> [La consigne]: D'après l'extrait choisi, en quoi consistait la décision du 27 février concernant les forces stratégiques russes ?

> [Extrait choisi]:
>>>

Il n’y a eu aucun changement manifeste de la posture des forces nucléaires russes. La décision très médiatisée du 27 février consistait en une simple augmentation de la présence permanente de personnels dans les états-majors des forces stratégiques et non en une « mise en alerte » 13. « Nous n’avons rien vu de nature à nous faire ajuster notre posture nucléaire » avait d’ailleurs déclaré fin mars le conseiller américain à la sécurité nationale Jake Sullivan 14. Deux mois plus tard, les responsables américains renchérissaient en laissant entendre qu’ils n’avaient pas décelé de mouvements d’armes vers l’Ouest ou de relâchement des contrôles sur l’arsenal russe 15. Ces constats permettaient à Joe Biden, dans une tribune publiée par le New York Times, d’affirmer que « nous ne voyons aucune indication permettant de dire que la Russie a l’intention d’employer des armes nucléaires en Ukraine. 16 » De même, aucun « signal nucléaire » particulier — tel qu’un déplacement de forces ou une mise en alerte de moyens, pour convaincre les Occidentaux du sérieux de la menace — n’a pu être détecté après l’allocution de Vladimir Poutine le 21 septembre.
Moscou avait certes procédé à la mi-février 2022 à un deuxième exercice Grom — après celui d’octobre 2019 —, manœuvre de grande ampleur impliquant l’ensemble de la triade. Il convient toutefois de rappeler que celui-ci impliquait la « dissuasion stratégique » dans son ensemble — y compris les moyens non-nucléaires —, ce qui n’était pas sans rappeler les exercices américains Global Thunder, auxquels ils semblent avoir emprunté leur nom (« Tonnerre ») 17. L’essai d’un missile Sarmat le 20 avril relevait, semble-t-il, du calendrier normal de validation du missile. Mentionnons également le survol de Moscou, le 4 mai, par un Ilyouchine-80 Maxdome, qui n’avait pas été vu depuis 2010, et, le 5 mai, un exercice impliquant des missiles Iskander à Kaliningrad, sans qu’il soit évident qu’il ait impliqué la capacité nucléaire de ces derniers 18. Toutefois, le nombre et l’ampleur des « signaux nucléaires » envoyés par la Russie sont restés limités.

<<<

> [Données affichées]:
>>>

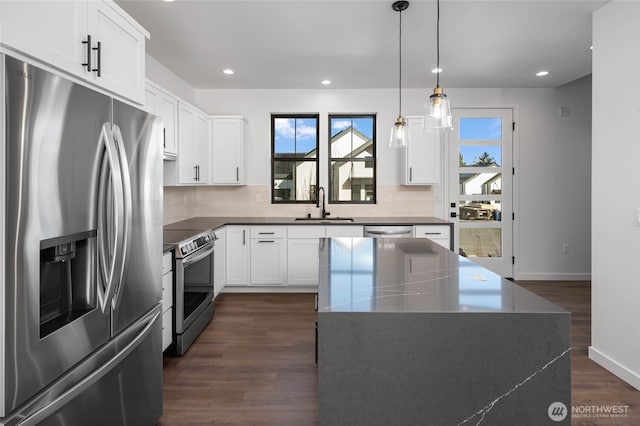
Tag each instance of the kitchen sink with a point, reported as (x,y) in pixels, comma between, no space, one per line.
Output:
(325,220)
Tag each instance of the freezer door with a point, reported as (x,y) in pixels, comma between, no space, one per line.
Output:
(53,149)
(120,384)
(140,134)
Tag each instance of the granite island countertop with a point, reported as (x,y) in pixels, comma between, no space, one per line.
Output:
(414,275)
(411,333)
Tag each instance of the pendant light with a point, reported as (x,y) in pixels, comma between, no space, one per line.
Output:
(437,109)
(400,130)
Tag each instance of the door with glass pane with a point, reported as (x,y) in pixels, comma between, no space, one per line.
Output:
(481,186)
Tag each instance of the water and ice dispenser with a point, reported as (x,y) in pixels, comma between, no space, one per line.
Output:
(67,279)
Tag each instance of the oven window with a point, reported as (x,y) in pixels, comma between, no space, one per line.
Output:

<<<

> [Corrigé de l'exercice]: Elle consistait en une simple augmentation de la présence permanente de personnels dans les états-majors des forces stratégiques, et non en une « mise en alerte ».